Render every line of the listing below as a Markdown table with the columns Row and Line, numbering each row and skipping blank lines. Leave the pictures out.

··· DATA EXCERPTS

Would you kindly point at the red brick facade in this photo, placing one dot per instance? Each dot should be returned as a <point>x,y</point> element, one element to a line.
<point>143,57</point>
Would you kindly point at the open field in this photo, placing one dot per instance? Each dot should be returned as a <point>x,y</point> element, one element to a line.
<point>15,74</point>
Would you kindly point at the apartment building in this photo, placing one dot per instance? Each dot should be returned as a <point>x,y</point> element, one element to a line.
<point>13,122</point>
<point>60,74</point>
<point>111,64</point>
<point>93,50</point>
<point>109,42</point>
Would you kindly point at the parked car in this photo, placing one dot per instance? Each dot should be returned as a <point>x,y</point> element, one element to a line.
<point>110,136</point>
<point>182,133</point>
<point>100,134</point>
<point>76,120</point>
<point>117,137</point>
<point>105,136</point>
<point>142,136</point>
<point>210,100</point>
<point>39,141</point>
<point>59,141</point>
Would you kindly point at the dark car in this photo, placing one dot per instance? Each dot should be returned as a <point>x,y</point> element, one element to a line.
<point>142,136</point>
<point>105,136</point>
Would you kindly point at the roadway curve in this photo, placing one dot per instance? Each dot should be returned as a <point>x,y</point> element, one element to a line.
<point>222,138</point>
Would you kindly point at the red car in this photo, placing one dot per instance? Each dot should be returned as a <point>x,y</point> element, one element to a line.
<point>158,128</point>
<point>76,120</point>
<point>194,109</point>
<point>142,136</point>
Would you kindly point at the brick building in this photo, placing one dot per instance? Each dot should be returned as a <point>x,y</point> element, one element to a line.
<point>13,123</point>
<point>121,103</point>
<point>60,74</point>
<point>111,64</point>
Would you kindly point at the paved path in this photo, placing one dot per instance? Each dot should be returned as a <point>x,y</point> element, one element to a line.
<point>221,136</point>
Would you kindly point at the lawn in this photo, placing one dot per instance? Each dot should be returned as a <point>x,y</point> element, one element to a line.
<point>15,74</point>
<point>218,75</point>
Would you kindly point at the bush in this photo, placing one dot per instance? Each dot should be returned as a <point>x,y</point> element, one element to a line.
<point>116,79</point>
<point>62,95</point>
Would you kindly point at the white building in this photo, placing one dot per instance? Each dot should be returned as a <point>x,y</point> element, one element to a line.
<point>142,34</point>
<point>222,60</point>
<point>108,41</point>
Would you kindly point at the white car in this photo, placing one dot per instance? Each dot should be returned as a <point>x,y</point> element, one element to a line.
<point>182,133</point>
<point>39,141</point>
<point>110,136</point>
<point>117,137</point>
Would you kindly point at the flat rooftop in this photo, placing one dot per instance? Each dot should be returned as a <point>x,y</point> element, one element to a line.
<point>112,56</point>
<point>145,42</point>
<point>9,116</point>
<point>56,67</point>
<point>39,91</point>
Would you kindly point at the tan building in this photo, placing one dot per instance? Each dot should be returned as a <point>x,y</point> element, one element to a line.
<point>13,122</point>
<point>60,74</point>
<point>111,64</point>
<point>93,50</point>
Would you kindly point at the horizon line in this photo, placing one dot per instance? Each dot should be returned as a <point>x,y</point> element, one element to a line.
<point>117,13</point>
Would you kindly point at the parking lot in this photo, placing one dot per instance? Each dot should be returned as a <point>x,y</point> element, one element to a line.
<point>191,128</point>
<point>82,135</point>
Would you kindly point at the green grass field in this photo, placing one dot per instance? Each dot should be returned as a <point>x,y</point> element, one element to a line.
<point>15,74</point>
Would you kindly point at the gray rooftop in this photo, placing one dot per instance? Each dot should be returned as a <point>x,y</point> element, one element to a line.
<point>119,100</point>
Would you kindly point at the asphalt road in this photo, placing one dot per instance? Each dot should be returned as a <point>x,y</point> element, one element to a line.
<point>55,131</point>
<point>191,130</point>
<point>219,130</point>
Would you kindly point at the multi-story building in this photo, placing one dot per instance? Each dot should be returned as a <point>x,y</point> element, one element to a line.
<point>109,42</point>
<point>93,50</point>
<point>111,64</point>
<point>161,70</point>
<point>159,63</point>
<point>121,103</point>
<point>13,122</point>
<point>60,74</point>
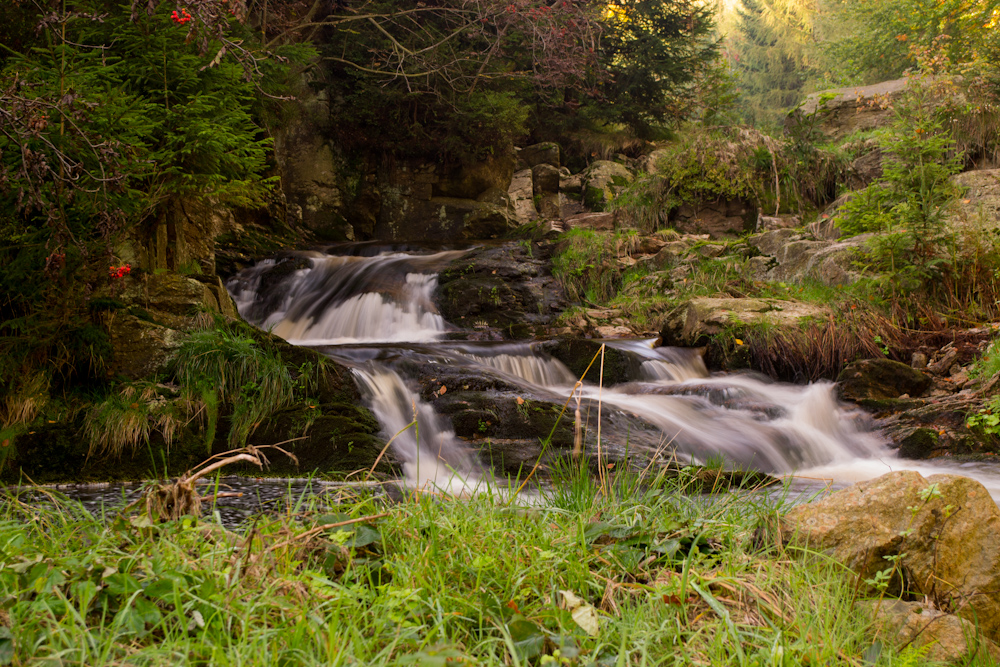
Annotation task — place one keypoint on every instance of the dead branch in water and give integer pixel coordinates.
(171, 500)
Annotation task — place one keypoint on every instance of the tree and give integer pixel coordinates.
(768, 62)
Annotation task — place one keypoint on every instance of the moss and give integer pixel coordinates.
(593, 198)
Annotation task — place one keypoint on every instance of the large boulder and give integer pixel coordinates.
(546, 152)
(522, 197)
(840, 112)
(545, 187)
(602, 181)
(933, 537)
(722, 218)
(874, 380)
(701, 318)
(980, 204)
(794, 258)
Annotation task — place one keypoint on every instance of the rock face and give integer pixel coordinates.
(699, 319)
(503, 292)
(724, 218)
(544, 153)
(948, 638)
(943, 529)
(839, 112)
(602, 181)
(521, 193)
(872, 380)
(788, 256)
(981, 201)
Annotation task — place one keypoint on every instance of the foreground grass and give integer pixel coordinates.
(637, 575)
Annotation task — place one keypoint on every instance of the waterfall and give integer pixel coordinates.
(318, 298)
(313, 298)
(433, 458)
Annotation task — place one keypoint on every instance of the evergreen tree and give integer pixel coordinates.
(769, 60)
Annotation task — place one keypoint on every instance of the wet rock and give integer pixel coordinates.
(873, 380)
(840, 112)
(543, 153)
(577, 355)
(948, 638)
(522, 197)
(142, 348)
(602, 181)
(942, 528)
(507, 290)
(723, 218)
(943, 364)
(918, 443)
(697, 320)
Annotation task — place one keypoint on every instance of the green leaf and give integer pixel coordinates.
(6, 646)
(527, 637)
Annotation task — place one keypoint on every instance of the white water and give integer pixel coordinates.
(338, 300)
(433, 458)
(793, 430)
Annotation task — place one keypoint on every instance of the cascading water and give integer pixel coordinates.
(432, 456)
(321, 299)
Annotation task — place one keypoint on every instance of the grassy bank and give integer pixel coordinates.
(641, 574)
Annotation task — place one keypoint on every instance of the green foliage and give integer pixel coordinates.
(713, 164)
(769, 63)
(223, 367)
(873, 41)
(107, 117)
(126, 417)
(587, 263)
(86, 590)
(655, 54)
(909, 207)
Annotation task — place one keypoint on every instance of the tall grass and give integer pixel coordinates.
(126, 417)
(669, 579)
(224, 367)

······

**SOLUTION TO THE PROBLEM**
| Row | Line |
|---|---|
| 1 | Would you kindly point at the red brick facade in this photo, placing one dot per instance? Each dot should be returned as a <point>x,y</point> element, one element to a line. |
| 2 | <point>143,57</point> |
| 3 | Would you kindly point at the open field in this photo, placing one dot per instance? Each dot should be returned as a <point>x,y</point> element, one element to a line. |
| 4 | <point>15,74</point> |
| 5 | Would you kindly point at the apartment building in this photo, placing one dot per instance? Each dot should be returned as a <point>x,y</point> element, one element to a line. |
| 6 | <point>13,122</point> |
| 7 | <point>60,74</point> |
| 8 | <point>111,64</point> |
| 9 | <point>93,50</point> |
| 10 | <point>109,42</point> |
| 11 | Would you kindly point at the parked car in this photo, placing one dot per instance? Each dot should be returned as a <point>x,y</point> element, one element to a line. |
| 12 | <point>110,136</point> |
| 13 | <point>182,133</point> |
| 14 | <point>100,134</point> |
| 15 | <point>76,120</point> |
| 16 | <point>117,137</point> |
| 17 | <point>105,136</point> |
| 18 | <point>142,136</point> |
| 19 | <point>210,100</point> |
| 20 | <point>39,141</point> |
| 21 | <point>59,141</point> |
| 22 | Would you kindly point at the dark car in this photo, placing one dot per instance? Each dot should be returned as a <point>x,y</point> element, one element to a line. |
| 23 | <point>142,136</point> |
| 24 | <point>105,136</point> |
| 25 | Would you kindly point at the roadway curve in this photo, placing one dot per instance? Each dot should be returned as a <point>x,y</point> element, one element to a line. |
| 26 | <point>222,138</point> |
| 27 | Would you kindly point at the red car in this photo, placing one dot per instance? Each dot should be returned as a <point>x,y</point> element, one element to a line. |
| 28 | <point>158,128</point> |
| 29 | <point>76,120</point> |
| 30 | <point>194,109</point> |
| 31 | <point>142,136</point> |
| 32 | Would you kindly point at the brick building in this photo, placing one dot per instance? Each dot should be returned as a <point>x,y</point> element, one element to a line. |
| 33 | <point>13,123</point> |
| 34 | <point>121,103</point> |
| 35 | <point>60,74</point> |
| 36 | <point>111,64</point> |
| 37 | Would you kindly point at the paved path in this photo, placing one dot per instance? Each dot should be returned as a <point>x,y</point> element, one element to a line. |
| 38 | <point>221,136</point> |
| 39 | Would you kindly point at the lawn in this photo, placing one dot per instance? Each dot should be returned as a <point>x,y</point> element, one element to a line. |
| 40 | <point>15,74</point> |
| 41 | <point>218,75</point> |
| 42 | Would you kindly point at the bush in this photo, placing one dot per instance? Each dot should be returned as a <point>x,y</point> element, one element to a line. |
| 43 | <point>116,79</point> |
| 44 | <point>62,95</point> |
| 45 | Would you kindly point at the white building in this photo, placing one dot per instance? Each dot should be returned as a <point>x,y</point> element, one element to a line. |
| 46 | <point>142,34</point> |
| 47 | <point>222,60</point> |
| 48 | <point>108,41</point> |
| 49 | Would you kindly point at the white car in this photo, placing one dot per instance? Each dot should be returned as a <point>x,y</point> element, one element to a line. |
| 50 | <point>182,133</point> |
| 51 | <point>39,141</point> |
| 52 | <point>110,136</point> |
| 53 | <point>117,137</point> |
| 54 | Would you kindly point at the flat rooftop in this photo, placing one dot per instance? Each dot should be returned as a <point>x,y</point> element, one element to a line. |
| 55 | <point>112,56</point> |
| 56 | <point>145,42</point> |
| 57 | <point>9,116</point> |
| 58 | <point>56,67</point> |
| 59 | <point>39,91</point> |
| 60 | Would you kindly point at the tan building in this photo, placing one dot per instance? Each dot should be returned as a <point>x,y</point> element, one element to a line. |
| 61 | <point>13,122</point> |
| 62 | <point>60,74</point> |
| 63 | <point>111,64</point> |
| 64 | <point>93,50</point> |
| 65 | Would you kindly point at the horizon line in this photo, placing one dot per instance? Each dot should be returned as a <point>x,y</point> element, one element to a line. |
| 66 | <point>117,13</point> |
| 67 | Would you kindly point at the parking lot in this photo, placing one dot per instance? Each dot should be returned as a <point>x,y</point> element, one element to a line. |
| 68 | <point>191,128</point> |
| 69 | <point>82,135</point> |
| 70 | Would you kindly point at the green grass field in this photo, placing one dot per instance? Each dot should be returned as a <point>x,y</point> element, one element to a line. |
| 71 | <point>15,74</point> |
| 72 | Would you kindly point at the gray rooftop in this photo, placing one dot per instance? Each dot should be returned as a <point>x,y</point> element, one element to a line. |
| 73 | <point>119,100</point> |
| 74 | Would you kindly point at the asphalt road in this photo, placing one dot per instance? Each dot should be returned as a <point>x,y</point> element, one element to a line. |
| 75 | <point>55,131</point> |
| 76 | <point>191,130</point> |
| 77 | <point>219,130</point> |
| 78 | Would you kindly point at the multi-story building in this photo, placing one dot per instance? Each dot should be returned as a <point>x,y</point> element, one element to a line. |
| 79 | <point>109,42</point> |
| 80 | <point>93,50</point> |
| 81 | <point>111,64</point> |
| 82 | <point>161,70</point> |
| 83 | <point>159,63</point> |
| 84 | <point>121,103</point> |
| 85 | <point>13,122</point> |
| 86 | <point>60,74</point> |
| 87 | Annotation task — place one keypoint on every instance of the dead branch in water and give integer pixel coordinates. |
| 88 | (171, 500) |
| 89 | Annotation task — place one keypoint on every instance of the tree and give integer pixel coordinates. |
| 90 | (768, 62) |
| 91 | Annotation task — place one keypoint on every instance of the moss and give integer pixel coordinates. |
| 92 | (593, 198) |
| 93 | Annotation task — place one keypoint on every instance of the large boulder and give integer pixel coordinates. |
| 94 | (546, 152) |
| 95 | (522, 197) |
| 96 | (840, 112) |
| 97 | (545, 187) |
| 98 | (602, 181) |
| 99 | (933, 537) |
| 100 | (722, 218) |
| 101 | (874, 380) |
| 102 | (701, 318) |
| 103 | (980, 204) |
| 104 | (794, 258) |
| 105 | Annotation task — place one keypoint on every instance of the rock face and give integer pixel coordinates. |
| 106 | (699, 319) |
| 107 | (503, 292) |
| 108 | (724, 218) |
| 109 | (544, 153) |
| 110 | (948, 638) |
| 111 | (943, 529) |
| 112 | (839, 112) |
| 113 | (602, 181) |
| 114 | (521, 193) |
| 115 | (872, 380) |
| 116 | (788, 256) |
| 117 | (981, 201) |
| 118 | Annotation task — place one keypoint on every instance of the foreground grass and give integer pixel coordinates. |
| 119 | (637, 575) |
| 120 | Annotation task — place one keypoint on every instance of the waterfall and give integer pixel coordinates. |
| 121 | (318, 298) |
| 122 | (313, 298) |
| 123 | (433, 458) |
| 124 | Annotation task — place one keypoint on every instance of the evergreen tree and give integer pixel coordinates. |
| 125 | (769, 60) |
| 126 | Annotation task — place one keypoint on every instance of the wet rock and give integer pixel coordinates. |
| 127 | (873, 380) |
| 128 | (840, 112) |
| 129 | (543, 153) |
| 130 | (577, 355) |
| 131 | (948, 638) |
| 132 | (522, 197) |
| 133 | (142, 348) |
| 134 | (602, 181) |
| 135 | (942, 528) |
| 136 | (507, 290) |
| 137 | (723, 218) |
| 138 | (943, 364) |
| 139 | (918, 443) |
| 140 | (697, 320) |
| 141 | Annotation task — place one keypoint on every instance of the green leaf and give integer pixel coordinates. |
| 142 | (6, 646) |
| 143 | (527, 637) |
| 144 | Annotation task — place one keypoint on every instance of the white water and give integer pixel coordinates. |
| 145 | (338, 300) |
| 146 | (433, 458) |
| 147 | (793, 430) |
| 148 | Annotation task — place one keypoint on every instance of the cascading water and give integer pixel coordinates. |
| 149 | (432, 456) |
| 150 | (321, 299) |
| 151 | Annotation task — place one keypoint on every instance of the grassy bank and give integer pixel coordinates. |
| 152 | (641, 574) |
| 153 | Annotation task — place one keypoint on every instance of the green foliage and give integer pixel coordinates. |
| 154 | (713, 164) |
| 155 | (769, 63) |
| 156 | (223, 367) |
| 157 | (873, 41) |
| 158 | (107, 117) |
| 159 | (126, 417) |
| 160 | (587, 263) |
| 161 | (86, 590) |
| 162 | (655, 54) |
| 163 | (909, 207) |
| 164 | Annotation task — place one keypoint on every instance of the tall grass and give integer pixel coordinates. |
| 165 | (126, 417) |
| 166 | (669, 579) |
| 167 | (224, 367) |